TEXT EXTRACT:
The latest index was published on 6 October 2008, based on data from 2006, which is the most recent year with reasonably complete available information for nearly all sub-Saharan Africa countries. However, even with a two-year lag, says the Foundation, the Ibrahim Index is more up-to-date than many other indices.

With an overall score of 85.1, Mauritius is the top-ranked country, while South Africa is fifth on the list with a score of 71.5. The other top five countries were Seychelles, Cape Verde and Botswana. These countries achieved the same rankings in the first index.

South Africa improved its rating in economic opportunity, human development, and rule of law, transparency and corruption. The country’s score dropped in the categories of safety and security and participation and human rights.

The 2008 index shows that two thirds of sub-Saharan African countries – 31 out of 48 – have improved governance performance, mostly in the areas of participation and human rights. Liberia in West Africa shows the most overall progress, moving up to 38th position and achieving a 10.4 points improvement.

[Saved data entries]

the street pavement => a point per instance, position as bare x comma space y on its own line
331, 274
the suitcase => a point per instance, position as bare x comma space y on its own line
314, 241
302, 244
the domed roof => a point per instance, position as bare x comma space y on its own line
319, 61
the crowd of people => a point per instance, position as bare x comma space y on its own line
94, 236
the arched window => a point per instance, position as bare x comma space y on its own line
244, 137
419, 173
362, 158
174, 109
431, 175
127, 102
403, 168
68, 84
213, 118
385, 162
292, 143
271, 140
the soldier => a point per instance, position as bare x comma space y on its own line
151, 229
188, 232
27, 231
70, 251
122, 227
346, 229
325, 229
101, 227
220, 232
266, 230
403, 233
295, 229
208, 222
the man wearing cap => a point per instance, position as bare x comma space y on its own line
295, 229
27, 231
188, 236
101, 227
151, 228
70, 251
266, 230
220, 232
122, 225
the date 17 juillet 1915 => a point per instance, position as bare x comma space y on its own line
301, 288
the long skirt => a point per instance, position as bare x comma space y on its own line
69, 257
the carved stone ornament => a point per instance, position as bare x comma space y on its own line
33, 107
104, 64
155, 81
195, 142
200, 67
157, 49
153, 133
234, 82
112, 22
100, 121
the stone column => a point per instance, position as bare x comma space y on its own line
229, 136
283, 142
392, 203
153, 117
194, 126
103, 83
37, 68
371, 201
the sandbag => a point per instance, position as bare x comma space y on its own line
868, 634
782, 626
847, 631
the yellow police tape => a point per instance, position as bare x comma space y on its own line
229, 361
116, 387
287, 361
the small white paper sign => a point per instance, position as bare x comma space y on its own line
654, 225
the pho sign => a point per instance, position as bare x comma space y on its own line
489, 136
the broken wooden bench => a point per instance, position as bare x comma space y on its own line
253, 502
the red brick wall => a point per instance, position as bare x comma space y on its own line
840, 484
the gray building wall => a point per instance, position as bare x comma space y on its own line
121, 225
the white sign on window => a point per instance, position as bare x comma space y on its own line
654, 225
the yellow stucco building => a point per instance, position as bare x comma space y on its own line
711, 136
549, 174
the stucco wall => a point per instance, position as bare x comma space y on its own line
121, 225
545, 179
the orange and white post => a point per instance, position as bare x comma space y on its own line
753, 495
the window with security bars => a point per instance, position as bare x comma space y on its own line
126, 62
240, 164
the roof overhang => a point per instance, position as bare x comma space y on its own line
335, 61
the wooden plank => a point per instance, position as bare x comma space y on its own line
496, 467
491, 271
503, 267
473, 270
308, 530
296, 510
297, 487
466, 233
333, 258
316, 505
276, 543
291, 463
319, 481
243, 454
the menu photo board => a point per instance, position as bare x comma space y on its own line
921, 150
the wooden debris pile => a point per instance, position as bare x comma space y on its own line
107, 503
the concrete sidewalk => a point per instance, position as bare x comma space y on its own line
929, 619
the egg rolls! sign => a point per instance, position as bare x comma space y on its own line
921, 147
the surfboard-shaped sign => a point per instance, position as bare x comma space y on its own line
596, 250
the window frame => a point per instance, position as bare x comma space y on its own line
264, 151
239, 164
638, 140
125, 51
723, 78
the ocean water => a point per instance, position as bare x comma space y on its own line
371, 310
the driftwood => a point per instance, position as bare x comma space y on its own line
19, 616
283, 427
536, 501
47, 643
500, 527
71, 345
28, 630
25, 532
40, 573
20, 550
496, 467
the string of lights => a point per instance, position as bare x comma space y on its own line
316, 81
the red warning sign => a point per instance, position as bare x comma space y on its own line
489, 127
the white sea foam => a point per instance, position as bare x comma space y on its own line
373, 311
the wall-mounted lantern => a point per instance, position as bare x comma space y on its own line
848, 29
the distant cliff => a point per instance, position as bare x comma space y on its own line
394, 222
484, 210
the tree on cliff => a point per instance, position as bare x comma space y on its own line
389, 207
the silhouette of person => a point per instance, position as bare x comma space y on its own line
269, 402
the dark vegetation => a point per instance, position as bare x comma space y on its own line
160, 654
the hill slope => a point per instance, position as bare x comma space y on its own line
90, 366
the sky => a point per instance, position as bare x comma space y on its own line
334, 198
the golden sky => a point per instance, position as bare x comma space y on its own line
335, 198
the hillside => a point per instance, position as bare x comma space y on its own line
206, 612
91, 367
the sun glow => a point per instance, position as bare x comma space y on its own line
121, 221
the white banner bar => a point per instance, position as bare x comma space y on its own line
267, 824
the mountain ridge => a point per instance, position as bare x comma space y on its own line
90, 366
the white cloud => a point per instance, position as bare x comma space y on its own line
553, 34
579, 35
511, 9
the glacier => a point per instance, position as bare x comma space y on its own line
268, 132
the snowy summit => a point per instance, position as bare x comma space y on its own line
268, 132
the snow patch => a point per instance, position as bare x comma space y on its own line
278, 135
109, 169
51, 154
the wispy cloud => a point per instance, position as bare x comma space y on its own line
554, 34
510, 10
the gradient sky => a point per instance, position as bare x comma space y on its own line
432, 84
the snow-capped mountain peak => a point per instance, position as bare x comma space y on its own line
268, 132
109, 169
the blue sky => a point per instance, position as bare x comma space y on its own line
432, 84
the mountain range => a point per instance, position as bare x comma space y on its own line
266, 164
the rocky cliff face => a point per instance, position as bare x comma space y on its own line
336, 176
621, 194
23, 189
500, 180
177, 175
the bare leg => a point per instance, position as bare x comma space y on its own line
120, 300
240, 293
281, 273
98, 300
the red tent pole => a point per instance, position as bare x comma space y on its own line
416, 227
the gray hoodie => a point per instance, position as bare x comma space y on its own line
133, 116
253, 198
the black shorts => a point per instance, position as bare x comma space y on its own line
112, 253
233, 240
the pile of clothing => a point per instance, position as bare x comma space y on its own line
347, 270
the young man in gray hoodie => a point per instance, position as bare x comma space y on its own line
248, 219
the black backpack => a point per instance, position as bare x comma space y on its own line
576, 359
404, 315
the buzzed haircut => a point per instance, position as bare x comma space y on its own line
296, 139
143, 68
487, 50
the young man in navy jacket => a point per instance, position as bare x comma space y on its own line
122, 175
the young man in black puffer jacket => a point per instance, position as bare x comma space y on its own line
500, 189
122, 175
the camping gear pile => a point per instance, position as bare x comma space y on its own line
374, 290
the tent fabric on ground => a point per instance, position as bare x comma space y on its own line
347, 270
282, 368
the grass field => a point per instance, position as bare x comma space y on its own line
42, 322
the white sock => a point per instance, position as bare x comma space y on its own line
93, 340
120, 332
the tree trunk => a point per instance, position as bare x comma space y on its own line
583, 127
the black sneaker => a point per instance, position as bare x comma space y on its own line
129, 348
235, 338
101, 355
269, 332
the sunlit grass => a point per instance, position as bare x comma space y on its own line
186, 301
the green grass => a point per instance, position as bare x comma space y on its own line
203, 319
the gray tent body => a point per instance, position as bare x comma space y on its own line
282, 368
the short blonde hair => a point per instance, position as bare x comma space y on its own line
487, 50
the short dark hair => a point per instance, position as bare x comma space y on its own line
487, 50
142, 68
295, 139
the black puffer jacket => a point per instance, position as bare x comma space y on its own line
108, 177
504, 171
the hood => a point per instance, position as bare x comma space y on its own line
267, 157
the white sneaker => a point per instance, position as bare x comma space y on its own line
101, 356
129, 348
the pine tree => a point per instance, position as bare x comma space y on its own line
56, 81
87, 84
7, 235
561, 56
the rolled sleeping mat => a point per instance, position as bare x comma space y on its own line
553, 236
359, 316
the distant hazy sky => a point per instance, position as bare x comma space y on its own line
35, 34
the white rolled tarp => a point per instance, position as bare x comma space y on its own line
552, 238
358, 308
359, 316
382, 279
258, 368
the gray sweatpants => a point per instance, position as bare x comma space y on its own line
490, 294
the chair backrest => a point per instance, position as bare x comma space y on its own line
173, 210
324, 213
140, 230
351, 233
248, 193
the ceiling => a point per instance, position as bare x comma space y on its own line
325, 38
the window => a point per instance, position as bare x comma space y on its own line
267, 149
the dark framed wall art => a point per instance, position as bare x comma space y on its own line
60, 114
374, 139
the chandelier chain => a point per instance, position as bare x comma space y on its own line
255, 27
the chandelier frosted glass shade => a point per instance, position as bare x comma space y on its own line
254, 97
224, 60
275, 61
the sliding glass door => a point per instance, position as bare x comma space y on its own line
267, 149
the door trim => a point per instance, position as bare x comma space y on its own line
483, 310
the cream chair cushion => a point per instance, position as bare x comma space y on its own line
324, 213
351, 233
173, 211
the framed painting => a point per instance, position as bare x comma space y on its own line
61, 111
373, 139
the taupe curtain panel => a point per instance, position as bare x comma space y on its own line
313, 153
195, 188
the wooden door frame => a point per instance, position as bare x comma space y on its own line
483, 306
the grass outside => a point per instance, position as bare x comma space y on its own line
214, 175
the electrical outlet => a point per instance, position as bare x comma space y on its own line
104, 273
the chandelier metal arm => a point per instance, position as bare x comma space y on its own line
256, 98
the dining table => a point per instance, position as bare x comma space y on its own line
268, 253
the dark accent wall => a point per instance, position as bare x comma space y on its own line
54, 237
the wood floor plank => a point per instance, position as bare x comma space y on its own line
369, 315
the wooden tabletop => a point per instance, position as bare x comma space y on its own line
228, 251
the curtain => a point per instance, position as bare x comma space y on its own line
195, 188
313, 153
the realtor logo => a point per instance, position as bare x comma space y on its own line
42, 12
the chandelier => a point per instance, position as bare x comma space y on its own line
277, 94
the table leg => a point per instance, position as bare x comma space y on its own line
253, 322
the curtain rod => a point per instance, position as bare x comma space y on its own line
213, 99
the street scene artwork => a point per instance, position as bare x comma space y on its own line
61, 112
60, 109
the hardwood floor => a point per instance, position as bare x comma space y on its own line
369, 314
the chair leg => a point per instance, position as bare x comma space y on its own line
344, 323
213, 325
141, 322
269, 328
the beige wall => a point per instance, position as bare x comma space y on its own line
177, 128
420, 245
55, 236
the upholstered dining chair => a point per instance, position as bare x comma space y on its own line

SET PROBLEM 1:
Name every country the Ibrahim Index text places among the top five.
SET PROBLEM 2:
What overall score did Mauritius receive, according to the Ibrahim Index text?
SET PROBLEM 3:
Reproduce verbatim the passage of the Ibrahim Index text between "With an overall" and "the first index.", inclusive.

FINAL RESULT 1:
Mauritius, Seychelles, Cape Verde, Botswana, South Africa

FINAL RESULT 2:
85.1

FINAL RESULT 3:
With an overall score of 85.1, Mauritius is the top-ranked country, while South Africa is fifth on the list with a score of 71.5. The other top five countries were Seychelles, Cape Verde and Botswana. These countries achieved the same rankings in the first index.